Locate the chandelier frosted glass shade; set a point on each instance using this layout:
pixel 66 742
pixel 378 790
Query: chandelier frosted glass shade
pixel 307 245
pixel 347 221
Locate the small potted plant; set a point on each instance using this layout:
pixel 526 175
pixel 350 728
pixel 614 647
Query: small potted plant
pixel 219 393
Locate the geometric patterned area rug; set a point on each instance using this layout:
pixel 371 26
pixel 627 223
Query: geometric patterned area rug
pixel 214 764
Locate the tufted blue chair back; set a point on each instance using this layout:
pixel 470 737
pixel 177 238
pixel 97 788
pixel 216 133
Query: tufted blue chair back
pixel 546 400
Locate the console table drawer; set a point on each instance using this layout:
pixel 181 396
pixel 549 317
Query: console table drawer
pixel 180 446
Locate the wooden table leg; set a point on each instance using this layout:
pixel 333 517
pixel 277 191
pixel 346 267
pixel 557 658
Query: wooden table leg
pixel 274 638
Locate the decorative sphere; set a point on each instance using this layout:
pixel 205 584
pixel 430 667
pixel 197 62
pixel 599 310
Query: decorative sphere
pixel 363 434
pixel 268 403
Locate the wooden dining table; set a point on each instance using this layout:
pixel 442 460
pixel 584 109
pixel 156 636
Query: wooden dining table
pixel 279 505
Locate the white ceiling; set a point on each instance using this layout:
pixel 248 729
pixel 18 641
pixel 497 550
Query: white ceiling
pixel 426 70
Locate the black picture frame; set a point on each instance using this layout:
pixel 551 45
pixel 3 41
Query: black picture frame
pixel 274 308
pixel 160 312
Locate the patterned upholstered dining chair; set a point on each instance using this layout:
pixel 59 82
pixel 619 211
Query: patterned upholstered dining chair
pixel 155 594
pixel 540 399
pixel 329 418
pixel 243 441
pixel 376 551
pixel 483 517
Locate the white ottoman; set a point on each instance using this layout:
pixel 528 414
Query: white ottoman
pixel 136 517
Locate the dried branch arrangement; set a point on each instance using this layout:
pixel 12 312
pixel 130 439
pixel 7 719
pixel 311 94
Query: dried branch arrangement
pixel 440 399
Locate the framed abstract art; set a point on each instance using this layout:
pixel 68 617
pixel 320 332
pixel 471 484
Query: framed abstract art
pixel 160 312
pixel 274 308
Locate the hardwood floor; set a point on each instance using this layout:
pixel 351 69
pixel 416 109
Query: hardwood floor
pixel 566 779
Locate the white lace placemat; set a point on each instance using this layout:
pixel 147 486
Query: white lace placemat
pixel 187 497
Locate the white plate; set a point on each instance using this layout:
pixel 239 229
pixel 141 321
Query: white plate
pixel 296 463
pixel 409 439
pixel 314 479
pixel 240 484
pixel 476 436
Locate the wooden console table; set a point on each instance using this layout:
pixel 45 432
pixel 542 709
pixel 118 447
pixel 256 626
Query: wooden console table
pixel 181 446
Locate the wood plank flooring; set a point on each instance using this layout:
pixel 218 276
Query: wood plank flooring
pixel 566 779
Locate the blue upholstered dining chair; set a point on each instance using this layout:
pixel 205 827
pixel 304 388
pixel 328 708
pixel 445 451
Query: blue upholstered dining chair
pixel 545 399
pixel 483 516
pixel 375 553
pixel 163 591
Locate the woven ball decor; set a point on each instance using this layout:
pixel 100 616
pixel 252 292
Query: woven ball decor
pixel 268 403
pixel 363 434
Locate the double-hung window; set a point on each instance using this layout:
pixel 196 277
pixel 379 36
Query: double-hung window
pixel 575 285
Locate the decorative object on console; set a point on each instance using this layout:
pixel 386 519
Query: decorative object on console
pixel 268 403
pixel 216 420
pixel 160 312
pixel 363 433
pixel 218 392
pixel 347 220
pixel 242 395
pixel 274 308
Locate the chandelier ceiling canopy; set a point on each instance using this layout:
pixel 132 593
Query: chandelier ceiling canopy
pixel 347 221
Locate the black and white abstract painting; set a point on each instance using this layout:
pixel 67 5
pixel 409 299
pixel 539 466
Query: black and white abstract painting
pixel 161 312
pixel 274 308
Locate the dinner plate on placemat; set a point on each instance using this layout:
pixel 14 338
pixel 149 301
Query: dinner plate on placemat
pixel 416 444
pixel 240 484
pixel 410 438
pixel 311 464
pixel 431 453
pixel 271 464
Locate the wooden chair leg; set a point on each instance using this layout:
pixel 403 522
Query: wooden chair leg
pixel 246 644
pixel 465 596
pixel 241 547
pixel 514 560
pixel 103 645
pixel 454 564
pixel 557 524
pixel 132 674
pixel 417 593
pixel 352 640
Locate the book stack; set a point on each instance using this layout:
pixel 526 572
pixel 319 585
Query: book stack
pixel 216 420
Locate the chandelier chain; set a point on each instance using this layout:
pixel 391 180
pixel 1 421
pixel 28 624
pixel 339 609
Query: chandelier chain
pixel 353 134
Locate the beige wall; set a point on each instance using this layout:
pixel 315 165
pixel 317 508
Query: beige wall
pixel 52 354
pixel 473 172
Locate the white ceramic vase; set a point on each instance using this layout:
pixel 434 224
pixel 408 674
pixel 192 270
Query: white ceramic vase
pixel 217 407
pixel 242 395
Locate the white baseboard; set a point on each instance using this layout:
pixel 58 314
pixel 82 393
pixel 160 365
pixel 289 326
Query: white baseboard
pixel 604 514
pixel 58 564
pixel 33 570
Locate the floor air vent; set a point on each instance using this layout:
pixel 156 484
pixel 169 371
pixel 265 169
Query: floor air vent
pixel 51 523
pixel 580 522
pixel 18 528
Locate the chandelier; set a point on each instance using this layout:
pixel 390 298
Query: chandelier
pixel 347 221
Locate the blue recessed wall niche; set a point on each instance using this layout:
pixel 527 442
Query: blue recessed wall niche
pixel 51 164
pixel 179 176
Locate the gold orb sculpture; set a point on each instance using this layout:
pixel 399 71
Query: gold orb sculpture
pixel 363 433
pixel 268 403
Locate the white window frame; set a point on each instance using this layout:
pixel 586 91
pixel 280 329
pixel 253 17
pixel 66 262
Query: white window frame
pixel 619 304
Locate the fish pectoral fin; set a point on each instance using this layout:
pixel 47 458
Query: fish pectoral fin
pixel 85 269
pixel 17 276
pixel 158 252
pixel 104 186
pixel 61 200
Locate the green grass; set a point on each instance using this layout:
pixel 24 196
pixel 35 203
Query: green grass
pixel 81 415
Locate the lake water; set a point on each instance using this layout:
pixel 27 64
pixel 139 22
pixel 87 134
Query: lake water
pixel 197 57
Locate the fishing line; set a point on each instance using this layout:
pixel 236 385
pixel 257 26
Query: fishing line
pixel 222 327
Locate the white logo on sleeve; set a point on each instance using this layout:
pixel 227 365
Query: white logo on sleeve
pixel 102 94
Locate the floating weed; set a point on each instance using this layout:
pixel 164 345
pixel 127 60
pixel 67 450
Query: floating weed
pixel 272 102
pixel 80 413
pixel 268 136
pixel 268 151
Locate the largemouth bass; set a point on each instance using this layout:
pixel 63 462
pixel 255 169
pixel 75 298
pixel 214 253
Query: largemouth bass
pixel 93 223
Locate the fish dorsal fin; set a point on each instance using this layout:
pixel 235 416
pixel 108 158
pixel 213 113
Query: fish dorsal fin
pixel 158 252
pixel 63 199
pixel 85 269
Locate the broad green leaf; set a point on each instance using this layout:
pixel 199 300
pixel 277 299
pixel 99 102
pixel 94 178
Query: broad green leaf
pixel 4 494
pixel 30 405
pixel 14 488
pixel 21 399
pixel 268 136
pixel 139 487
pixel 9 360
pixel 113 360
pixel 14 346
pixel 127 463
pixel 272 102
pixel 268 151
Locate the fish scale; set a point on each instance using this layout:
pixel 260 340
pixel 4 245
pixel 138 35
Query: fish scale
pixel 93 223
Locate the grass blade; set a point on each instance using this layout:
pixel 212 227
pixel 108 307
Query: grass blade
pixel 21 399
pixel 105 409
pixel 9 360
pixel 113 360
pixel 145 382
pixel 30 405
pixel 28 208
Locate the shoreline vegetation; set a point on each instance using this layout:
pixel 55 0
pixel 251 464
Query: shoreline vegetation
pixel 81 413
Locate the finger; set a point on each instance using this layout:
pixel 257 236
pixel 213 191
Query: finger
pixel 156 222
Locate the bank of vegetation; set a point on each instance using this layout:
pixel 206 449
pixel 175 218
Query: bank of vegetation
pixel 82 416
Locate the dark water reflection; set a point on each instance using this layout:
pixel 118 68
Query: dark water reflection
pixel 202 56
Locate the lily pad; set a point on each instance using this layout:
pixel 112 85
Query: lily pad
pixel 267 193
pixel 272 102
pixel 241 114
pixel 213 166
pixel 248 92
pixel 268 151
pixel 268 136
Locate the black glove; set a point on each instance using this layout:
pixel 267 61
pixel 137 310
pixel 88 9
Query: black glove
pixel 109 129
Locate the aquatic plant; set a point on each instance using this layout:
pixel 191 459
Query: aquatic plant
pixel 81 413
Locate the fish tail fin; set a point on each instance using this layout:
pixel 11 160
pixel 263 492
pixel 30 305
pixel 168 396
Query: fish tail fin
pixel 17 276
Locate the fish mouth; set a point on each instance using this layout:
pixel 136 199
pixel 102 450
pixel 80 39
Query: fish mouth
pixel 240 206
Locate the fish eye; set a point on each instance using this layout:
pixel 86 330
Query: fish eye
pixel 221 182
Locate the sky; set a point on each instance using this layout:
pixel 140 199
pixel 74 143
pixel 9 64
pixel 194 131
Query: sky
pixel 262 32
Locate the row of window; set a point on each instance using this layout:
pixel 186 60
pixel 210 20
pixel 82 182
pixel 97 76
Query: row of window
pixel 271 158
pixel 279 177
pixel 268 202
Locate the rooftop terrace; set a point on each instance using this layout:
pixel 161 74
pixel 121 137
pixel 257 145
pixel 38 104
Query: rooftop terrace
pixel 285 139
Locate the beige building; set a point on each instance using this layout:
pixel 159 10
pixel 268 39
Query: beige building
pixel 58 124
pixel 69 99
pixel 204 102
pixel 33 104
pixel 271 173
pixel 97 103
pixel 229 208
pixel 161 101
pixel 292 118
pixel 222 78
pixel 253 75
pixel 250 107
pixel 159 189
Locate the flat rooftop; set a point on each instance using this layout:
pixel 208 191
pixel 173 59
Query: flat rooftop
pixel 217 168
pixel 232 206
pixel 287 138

□ □ □ □

Can you reproduce the entries from the line containing "Locate the shoreline" through the line containing "pixel 202 56", inclusive, exactly as they appear?

**THE REPLY**
Locate the shoreline vegetation; set a point on each instance using this layout:
pixel 55 0
pixel 251 464
Query: shoreline vegetation
pixel 81 413
Locate the finger; set a point on each instance using this layout:
pixel 257 236
pixel 213 191
Query: finger
pixel 156 222
Locate the bank of vegetation; set a point on each instance using this layout:
pixel 206 449
pixel 175 218
Query: bank of vegetation
pixel 82 416
Locate the dark water reflection; set a point on each instance using this layout:
pixel 118 68
Query: dark water reflection
pixel 202 56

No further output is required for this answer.